Task goal
Your reply should be a single number, the count of lines in the records that contain "window".

Start of Data for this task

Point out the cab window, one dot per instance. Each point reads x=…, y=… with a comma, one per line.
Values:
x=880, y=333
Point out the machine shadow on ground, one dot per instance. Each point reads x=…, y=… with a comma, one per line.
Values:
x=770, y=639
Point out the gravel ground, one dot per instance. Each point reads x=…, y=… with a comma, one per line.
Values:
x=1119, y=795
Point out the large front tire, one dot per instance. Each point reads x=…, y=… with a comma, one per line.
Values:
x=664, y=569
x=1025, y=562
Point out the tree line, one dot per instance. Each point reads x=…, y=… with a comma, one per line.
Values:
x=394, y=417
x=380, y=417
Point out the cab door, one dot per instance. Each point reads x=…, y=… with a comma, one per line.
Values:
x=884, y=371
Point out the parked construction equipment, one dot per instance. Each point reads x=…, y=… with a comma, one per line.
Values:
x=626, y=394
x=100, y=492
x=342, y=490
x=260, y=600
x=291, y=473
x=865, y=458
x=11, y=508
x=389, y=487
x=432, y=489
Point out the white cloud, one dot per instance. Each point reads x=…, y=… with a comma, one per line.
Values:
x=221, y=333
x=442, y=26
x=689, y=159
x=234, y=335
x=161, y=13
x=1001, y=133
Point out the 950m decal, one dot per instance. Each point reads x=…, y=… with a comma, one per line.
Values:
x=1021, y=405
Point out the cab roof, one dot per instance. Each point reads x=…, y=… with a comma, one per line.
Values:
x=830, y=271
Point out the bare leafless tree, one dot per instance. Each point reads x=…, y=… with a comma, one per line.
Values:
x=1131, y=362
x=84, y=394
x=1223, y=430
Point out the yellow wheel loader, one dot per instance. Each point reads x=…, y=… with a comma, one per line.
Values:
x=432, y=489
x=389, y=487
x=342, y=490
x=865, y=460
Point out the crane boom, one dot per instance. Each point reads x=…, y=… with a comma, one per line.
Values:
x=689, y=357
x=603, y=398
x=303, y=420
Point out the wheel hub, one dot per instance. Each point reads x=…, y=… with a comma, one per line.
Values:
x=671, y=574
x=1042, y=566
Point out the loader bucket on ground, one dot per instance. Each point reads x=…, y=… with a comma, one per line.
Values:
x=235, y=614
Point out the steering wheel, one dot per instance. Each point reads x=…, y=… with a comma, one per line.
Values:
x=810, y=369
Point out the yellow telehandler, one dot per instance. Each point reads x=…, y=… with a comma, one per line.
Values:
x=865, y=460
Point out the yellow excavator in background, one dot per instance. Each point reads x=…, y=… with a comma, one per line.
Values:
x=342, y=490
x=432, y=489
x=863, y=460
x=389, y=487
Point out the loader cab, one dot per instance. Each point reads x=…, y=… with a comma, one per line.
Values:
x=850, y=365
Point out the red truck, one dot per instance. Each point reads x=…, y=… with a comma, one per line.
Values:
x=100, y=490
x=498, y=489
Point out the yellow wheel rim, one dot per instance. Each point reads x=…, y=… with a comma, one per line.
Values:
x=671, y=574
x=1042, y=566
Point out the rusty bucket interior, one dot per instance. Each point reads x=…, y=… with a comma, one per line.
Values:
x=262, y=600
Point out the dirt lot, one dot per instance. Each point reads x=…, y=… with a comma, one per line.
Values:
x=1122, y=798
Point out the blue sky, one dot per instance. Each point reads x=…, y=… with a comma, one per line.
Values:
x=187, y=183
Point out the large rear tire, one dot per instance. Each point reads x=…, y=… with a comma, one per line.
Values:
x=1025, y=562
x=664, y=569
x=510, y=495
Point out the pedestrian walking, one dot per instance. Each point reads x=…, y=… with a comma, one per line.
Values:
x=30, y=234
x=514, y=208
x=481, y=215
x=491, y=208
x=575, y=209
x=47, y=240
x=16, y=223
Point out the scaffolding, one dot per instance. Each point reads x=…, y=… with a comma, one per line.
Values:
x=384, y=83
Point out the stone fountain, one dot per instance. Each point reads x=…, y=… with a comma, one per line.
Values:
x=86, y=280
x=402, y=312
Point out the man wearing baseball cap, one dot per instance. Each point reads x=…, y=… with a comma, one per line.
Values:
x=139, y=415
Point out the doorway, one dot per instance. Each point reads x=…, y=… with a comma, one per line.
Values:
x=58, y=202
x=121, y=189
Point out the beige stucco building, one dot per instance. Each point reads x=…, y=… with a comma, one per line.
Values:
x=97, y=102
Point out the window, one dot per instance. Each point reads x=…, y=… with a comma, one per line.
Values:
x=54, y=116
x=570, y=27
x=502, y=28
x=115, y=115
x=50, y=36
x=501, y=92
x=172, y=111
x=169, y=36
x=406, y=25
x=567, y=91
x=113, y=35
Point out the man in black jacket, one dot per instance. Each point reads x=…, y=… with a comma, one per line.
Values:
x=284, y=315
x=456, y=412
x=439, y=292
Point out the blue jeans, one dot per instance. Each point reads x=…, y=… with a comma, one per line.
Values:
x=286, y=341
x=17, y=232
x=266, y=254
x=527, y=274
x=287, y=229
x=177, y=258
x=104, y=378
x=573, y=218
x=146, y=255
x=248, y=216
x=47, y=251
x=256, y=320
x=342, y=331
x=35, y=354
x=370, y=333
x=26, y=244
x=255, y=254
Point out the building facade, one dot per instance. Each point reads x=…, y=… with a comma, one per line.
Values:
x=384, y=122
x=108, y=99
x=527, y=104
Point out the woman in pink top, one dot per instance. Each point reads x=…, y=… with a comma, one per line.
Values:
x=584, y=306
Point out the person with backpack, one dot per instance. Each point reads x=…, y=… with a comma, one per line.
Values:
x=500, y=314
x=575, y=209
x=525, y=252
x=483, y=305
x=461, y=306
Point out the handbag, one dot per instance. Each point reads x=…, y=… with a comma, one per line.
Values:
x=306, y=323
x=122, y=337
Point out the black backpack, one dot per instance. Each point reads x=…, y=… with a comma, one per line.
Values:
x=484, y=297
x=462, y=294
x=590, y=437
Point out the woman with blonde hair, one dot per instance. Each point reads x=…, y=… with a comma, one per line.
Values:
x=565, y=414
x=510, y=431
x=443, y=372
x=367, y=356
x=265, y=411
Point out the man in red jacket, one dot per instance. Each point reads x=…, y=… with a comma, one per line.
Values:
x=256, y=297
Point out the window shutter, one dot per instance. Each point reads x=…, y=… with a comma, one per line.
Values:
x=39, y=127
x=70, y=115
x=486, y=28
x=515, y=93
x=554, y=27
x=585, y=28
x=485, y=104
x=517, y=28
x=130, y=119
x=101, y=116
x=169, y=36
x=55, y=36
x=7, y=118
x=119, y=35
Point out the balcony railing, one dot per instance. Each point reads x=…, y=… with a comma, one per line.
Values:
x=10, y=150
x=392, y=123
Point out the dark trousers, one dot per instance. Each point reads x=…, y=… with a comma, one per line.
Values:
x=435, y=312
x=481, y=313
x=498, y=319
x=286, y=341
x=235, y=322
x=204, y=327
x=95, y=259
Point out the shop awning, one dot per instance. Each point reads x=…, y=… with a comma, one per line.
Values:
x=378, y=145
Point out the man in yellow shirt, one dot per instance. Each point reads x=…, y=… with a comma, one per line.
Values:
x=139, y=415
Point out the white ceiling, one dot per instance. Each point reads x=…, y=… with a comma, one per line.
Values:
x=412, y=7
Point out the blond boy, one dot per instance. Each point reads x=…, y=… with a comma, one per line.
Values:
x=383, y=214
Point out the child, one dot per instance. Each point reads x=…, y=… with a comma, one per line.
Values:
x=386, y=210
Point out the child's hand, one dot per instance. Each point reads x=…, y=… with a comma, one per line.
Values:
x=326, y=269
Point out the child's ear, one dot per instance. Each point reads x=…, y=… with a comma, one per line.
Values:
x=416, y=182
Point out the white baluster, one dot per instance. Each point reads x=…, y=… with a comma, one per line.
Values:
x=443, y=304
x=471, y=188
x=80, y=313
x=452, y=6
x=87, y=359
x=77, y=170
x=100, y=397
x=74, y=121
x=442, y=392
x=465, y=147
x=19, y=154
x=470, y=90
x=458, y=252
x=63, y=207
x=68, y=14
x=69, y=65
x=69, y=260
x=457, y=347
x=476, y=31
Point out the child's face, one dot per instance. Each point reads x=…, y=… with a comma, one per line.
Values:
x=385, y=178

End of Data for this task

Exercise output
3